:: Provided text ::

In September 1812, Alexander crossed into Kakheti with some 100 followers to invigorate an anti-Russian movement in the region. His force of Georgian rebels and Dagestani auxiliaries fought a series of engagements with the Russian troops until its final defeat at the hands of General Dimitri Orbeliani in November 1812. In the meantime, in October 1812, General Pyotr Kotlyarevsky decisively defeated Abbas Mirza's attempt to advance towards Georgia in the battle of Aslanduz. According to the British officer William Monteith, who knew Alexander personally and accompanied him during his raid into Georgia, the rebellious prince, finding it impossible to raise the means of paying his Lezgian auxiliaries, had to consent to their carrying of Georgian slaves. As a result, Alexander's army was disbanded and he fled to the Khevsur highlanders. The Russians under General Stahl proceeded with ravaging the Khevsur villages, putting Alexander into flight to the Avars and other mountainous tribes of the Caucasus. The Russian authorities vainly pressured the mountaineers into surrendering the fugitive prince; they evinced toward him, in the words of Monteith, "a fidelity equal to that of the Highlanders towards Charles Edward under similar circumstances after the battle of Culloden."

Alexander's association with the Avars gave origin to a legend widespread in the area in the 19th century, according to which Imam Shamil, the future leader of Caucasian resistance to the Russian expansion, was his natural son. Apollon Runovsky, an officer in charge of Shamil in captivity at Kaluga, claimed in his diaries that Shamil himself forged this legend in an attempt to win the support of Georgian highlanders.

Life in Persia 

In spite of a thorough Russian search, in September 1818, Alexander fought his way to Akhaltsikhe in the Ottoman territory. The Russian commander-in-chief Alexey Yermolov wanted Alexander if not alive, then dead so as to have his remains interred "with some honors" in Tiflis and preclude “all sorts of concoctions”. Pursuant to Yermolov's instructions, General Veliyaminov avoided directly encroaching on an Ottoman or Persian territory to kill Alexander so as not to tarnish Russia's image "in the eyes of all Europe", but authorized Colonel Ladinsky to bribe Alexander's Turkish companions or local guides to murder the prince. All these efforts failed and, after months of delay by the local Ottoman authorities, Alexander managed to safely reach Persia in January 1819.

:::
:: Information provided ::

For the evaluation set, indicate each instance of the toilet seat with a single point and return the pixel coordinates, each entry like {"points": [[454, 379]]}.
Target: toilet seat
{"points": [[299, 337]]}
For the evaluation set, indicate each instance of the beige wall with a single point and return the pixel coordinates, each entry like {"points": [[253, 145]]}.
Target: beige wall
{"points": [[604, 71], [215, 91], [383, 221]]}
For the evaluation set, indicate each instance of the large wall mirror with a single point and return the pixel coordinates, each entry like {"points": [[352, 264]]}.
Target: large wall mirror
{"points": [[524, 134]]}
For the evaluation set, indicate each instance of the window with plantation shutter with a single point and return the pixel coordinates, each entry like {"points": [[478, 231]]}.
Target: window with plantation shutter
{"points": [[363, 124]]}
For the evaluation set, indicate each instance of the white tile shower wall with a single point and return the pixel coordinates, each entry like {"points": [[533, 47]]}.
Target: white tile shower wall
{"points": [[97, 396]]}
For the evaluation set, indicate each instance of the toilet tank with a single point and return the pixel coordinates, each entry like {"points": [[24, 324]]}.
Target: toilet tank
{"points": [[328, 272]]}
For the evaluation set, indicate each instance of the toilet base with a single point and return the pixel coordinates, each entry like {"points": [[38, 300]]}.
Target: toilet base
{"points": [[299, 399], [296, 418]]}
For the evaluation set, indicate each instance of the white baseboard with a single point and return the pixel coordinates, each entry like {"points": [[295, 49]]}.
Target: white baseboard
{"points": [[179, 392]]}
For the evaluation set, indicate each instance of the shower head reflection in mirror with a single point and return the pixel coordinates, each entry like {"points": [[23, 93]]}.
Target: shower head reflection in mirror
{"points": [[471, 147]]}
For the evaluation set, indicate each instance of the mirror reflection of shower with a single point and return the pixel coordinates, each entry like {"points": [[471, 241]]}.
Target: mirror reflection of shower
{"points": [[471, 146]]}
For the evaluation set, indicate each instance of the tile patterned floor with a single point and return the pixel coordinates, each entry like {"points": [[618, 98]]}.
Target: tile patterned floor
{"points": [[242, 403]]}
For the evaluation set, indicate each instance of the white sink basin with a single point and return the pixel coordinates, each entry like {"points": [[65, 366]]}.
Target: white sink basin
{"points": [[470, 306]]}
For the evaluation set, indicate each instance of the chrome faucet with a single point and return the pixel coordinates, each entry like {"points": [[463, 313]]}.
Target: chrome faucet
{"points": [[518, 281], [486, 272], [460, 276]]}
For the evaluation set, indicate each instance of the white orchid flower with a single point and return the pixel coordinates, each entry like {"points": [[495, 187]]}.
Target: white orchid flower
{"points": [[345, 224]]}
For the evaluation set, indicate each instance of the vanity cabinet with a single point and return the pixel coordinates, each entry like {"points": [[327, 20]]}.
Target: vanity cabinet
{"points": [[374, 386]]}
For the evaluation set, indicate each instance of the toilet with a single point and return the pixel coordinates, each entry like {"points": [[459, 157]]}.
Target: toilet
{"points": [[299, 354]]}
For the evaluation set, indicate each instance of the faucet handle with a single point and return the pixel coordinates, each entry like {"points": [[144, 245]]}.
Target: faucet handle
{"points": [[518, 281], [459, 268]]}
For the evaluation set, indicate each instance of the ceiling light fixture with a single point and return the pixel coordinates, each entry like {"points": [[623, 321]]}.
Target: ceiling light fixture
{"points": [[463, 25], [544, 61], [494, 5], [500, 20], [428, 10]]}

:::

From the text on Alexander's resistance and flight, return the stretch from "Life in Persia" through "in January 1819.", copied word for word. The listing plays no part in what is asked here.

» Solution to the problem:
Life in Persia 

In spite of a thorough Russian search, in September 1818, Alexander fought his way to Akhaltsikhe in the Ottoman territory. The Russian commander-in-chief Alexey Yermolov wanted Alexander if not alive, then dead so as to have his remains interred "with some honors" in Tiflis and preclude “all sorts of concoctions”. Pursuant to Yermolov's instructions, General Veliyaminov avoided directly encroaching on an Ottoman or Persian territory to kill Alexander so as not to tarnish Russia's image "in the eyes of all Europe", but authorized Colonel Ladinsky to bribe Alexander's Turkish companions or local guides to murder the prince. All these efforts failed and, after months of delay by the local Ottoman authorities, Alexander managed to safely reach Persia in January 1819.